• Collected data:
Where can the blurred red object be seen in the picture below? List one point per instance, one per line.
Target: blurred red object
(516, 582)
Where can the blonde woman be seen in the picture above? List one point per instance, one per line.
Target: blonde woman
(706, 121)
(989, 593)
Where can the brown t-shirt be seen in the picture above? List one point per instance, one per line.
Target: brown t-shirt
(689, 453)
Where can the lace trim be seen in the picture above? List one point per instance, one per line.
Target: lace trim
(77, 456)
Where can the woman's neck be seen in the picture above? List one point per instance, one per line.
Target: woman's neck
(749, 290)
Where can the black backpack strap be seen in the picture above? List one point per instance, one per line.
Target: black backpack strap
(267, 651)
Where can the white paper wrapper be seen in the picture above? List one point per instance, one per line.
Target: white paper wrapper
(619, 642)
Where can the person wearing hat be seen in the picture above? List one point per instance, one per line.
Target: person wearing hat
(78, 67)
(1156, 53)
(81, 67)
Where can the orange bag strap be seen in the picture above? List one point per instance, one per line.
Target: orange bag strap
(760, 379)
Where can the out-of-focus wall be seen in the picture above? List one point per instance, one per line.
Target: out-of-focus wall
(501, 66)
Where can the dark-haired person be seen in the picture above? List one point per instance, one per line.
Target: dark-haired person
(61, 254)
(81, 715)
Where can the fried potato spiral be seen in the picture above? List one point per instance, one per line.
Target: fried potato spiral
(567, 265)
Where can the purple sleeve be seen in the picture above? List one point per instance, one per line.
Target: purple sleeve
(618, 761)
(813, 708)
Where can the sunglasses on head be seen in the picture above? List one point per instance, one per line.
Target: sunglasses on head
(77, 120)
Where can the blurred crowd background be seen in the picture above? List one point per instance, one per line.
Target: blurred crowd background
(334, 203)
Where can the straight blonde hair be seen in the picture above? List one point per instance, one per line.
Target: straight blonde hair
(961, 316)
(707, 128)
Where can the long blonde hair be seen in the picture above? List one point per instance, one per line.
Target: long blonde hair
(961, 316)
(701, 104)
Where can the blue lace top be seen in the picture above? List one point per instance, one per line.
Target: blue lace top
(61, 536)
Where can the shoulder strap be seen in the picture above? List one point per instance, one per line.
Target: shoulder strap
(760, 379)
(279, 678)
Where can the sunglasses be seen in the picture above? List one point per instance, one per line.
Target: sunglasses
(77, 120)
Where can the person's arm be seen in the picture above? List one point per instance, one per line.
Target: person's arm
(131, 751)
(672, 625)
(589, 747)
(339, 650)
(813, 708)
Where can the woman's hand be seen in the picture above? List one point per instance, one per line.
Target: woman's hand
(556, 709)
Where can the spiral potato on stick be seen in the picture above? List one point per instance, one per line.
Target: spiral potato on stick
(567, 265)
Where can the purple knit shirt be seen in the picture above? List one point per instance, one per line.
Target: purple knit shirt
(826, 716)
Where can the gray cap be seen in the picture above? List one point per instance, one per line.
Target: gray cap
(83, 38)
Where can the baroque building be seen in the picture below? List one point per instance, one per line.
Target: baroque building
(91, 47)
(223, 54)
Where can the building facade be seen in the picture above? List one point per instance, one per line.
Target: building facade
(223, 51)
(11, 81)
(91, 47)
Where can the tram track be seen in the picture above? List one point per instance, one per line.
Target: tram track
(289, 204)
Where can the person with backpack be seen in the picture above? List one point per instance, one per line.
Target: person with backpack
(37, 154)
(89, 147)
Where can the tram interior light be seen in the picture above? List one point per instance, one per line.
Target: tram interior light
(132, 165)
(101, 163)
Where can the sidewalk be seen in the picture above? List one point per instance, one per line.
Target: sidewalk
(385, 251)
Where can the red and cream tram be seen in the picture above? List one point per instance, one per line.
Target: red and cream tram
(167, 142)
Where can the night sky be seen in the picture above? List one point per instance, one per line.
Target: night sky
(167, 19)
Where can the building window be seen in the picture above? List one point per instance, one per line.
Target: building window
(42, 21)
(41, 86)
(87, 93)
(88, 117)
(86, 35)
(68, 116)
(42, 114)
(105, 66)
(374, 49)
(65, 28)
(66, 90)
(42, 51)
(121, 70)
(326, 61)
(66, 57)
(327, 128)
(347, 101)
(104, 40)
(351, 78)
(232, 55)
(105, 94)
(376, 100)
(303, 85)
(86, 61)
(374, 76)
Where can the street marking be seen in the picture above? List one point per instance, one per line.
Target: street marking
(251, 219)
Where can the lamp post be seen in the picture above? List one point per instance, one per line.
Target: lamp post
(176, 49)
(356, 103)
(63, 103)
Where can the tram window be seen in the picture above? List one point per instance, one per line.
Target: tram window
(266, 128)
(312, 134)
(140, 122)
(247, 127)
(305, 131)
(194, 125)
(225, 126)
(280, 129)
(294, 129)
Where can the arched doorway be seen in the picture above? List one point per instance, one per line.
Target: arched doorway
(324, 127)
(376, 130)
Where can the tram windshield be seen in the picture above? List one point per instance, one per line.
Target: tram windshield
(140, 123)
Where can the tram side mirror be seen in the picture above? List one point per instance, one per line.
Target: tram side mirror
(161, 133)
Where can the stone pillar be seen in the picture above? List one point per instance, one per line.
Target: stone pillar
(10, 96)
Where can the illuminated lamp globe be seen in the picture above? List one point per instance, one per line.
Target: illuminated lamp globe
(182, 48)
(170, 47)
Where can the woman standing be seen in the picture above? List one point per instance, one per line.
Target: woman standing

• Work required: Each line must be given again exactly as written above.

• Written solution:
Where can the blurred red object be seen in the picture below? List one point per instance, one per line.
Target: blurred red object
(516, 582)
Where can the blonde woman be seen in the picture above? List one point per instance, one per line.
Target: blonde woman
(706, 121)
(989, 593)
Where can the brown t-shirt be seen in the picture above? List one point per instance, one per line.
Target: brown t-shirt
(689, 453)
Where can the lace trim be seen in the picture above? List one point per instance, one per line.
Target: lace trim
(77, 456)
Where can the woman's neck be seen in the picture above? List one point per instance, one per line.
Target: woman's neck
(749, 290)
Where can the black backpack strap be seen in the picture above? List one point per instance, one per line.
Target: black backpack strap
(267, 651)
Where can the white paper wrapper be seen in the picture above? List one point per instance, one per line.
Target: white paper wrapper
(619, 642)
Where can the person wearing hat be seen in the picture above? List one point per instance, one per line.
Target: person wearing hat
(78, 67)
(1156, 53)
(81, 67)
Where can the orange bag strap be seen in the picture above? List one point per instance, one per line.
Target: orange bag strap
(760, 379)
Where can the out-of-focus wall be seen in the picture above? List one point per instance, one per line.
Target: out-of-focus wall
(501, 66)
Where can the dark-haired person be seen in the picture above? List one point per instance, one per line.
Target: dark-haired person
(61, 254)
(81, 715)
Where can the fried potato spiral be seen in the picture above? List one point per instance, one per line.
Target: fried potato spiral
(567, 265)
Where can the purple sleeve be seen in the picture above? List one point per instance, one per line.
Target: purple sleeve
(618, 761)
(813, 708)
Where can the sunglasses on head be seen in the picture above? List one point per instance, one per line.
Target: sunglasses on head
(77, 120)
Where can the blurred crowd background be seen in the picture above? List one point per instance, one per line.
Target: blurred crowd background
(334, 203)
Where can the straight blonde hair be seen in the picture above? List one point per instance, one per line.
Target: straight blonde hair
(961, 316)
(707, 128)
Where can the long blonde hair be seen in the picture above? List one point per instance, one per line.
Target: long blonde hair
(961, 316)
(701, 104)
Where can the blue lace top be seen in the picture above? List one point per instance, one per line.
Target: blue lace top
(61, 536)
Where can the shoulder strap be seen in the picture above? List one point per instance, one per line.
Target: shoulder strap
(760, 379)
(279, 678)
Where can the sunglasses be seen in the picture above? List one point per instance, one per line.
Target: sunglasses
(77, 120)
Where can the person's arm be seen in the picture above? List one point per instance, one per line.
Target: person's arm
(131, 751)
(672, 625)
(589, 747)
(339, 650)
(813, 708)
Where can the woman's hand be seen in the picture above? List one point per instance, one per line.
Target: woman's hand
(556, 709)
Where can the spiral potato on stick be seen in the picture above? List one point per instance, one per line.
Target: spiral potato on stick
(567, 265)
Where can the purple knit shirt be seen in the picture above? List one point per instance, one per line.
Target: purple knit shirt
(826, 716)
Where can the gray cap be seen in the picture above? List one point per instance, one per line.
Target: gray cap
(83, 38)
Where can the baroque building be seen in the picture below? List one point per instance, one per line.
Target: baroque building
(91, 47)
(223, 54)
Where can the building facade be seen in the picture above? List one point per instance, one per line.
Target: building facade
(223, 51)
(11, 81)
(91, 47)
Where can the tram track be seen in the picture above? List one point per instance, one per line.
Target: tram track
(289, 204)
Where can the person with backpack be seen in the picture above? List one point per instance, one per line.
Target: person with backpack
(37, 154)
(89, 147)
Where can the tram interior light be seen in the picture above? List one point per instance, one per line.
Target: tram interior light
(132, 165)
(101, 163)
Where can the sidewalk be seen in the picture above? List one point per instance, one per line.
Target: sidewalk
(385, 251)
Where can the red and cream tram be seen in the picture above? List one point per instance, one per line.
Target: red and cream tram
(167, 142)
Where can the night sky be seen in the picture above? List one point per instance, one per line.
Target: night sky
(167, 19)
Where can the building window be seen in the picture above? List one point per instance, one per line.
Target: building window
(42, 21)
(41, 86)
(87, 93)
(88, 117)
(86, 35)
(68, 116)
(42, 114)
(105, 66)
(374, 49)
(65, 28)
(66, 90)
(42, 51)
(121, 70)
(326, 61)
(66, 57)
(327, 128)
(347, 101)
(104, 40)
(351, 78)
(232, 55)
(105, 94)
(376, 100)
(303, 85)
(86, 61)
(374, 76)
Where can the street marking be seen in the picture above? List one point per instance, one per line.
Target: street marking
(251, 219)
Where can the lamp post be seen in the picture above? List one point per instance, one per line.
Target: lamp post
(176, 49)
(356, 103)
(63, 103)
Where can the tram window be seen in the picture above? List one point per instance, one per line.
Target: tram window
(266, 128)
(312, 134)
(140, 122)
(247, 127)
(305, 131)
(194, 125)
(225, 126)
(280, 129)
(294, 129)
Where can the arched doorway be seen in the picture above? List one point per instance, one per line.
Target: arched doorway
(324, 127)
(376, 130)
Where can the tram windshield be seen in the picture above? List one point per instance, one per line.
Target: tram windshield
(140, 123)
Where can the tram side mirror be seen in the picture above? List one point per instance, one per line.
Target: tram side mirror
(161, 133)
Where can the stone pillar be seen in the picture above? List one point per instance, one per line.
Target: stone pillar
(10, 96)
Where can the illuminated lamp globe be seen in the picture above? List one point per instance, one per line.
Target: illuminated lamp globe
(182, 48)
(170, 47)
Where can the woman standing be seen in the picture above? List one point per instance, one per line.
Target: woman standing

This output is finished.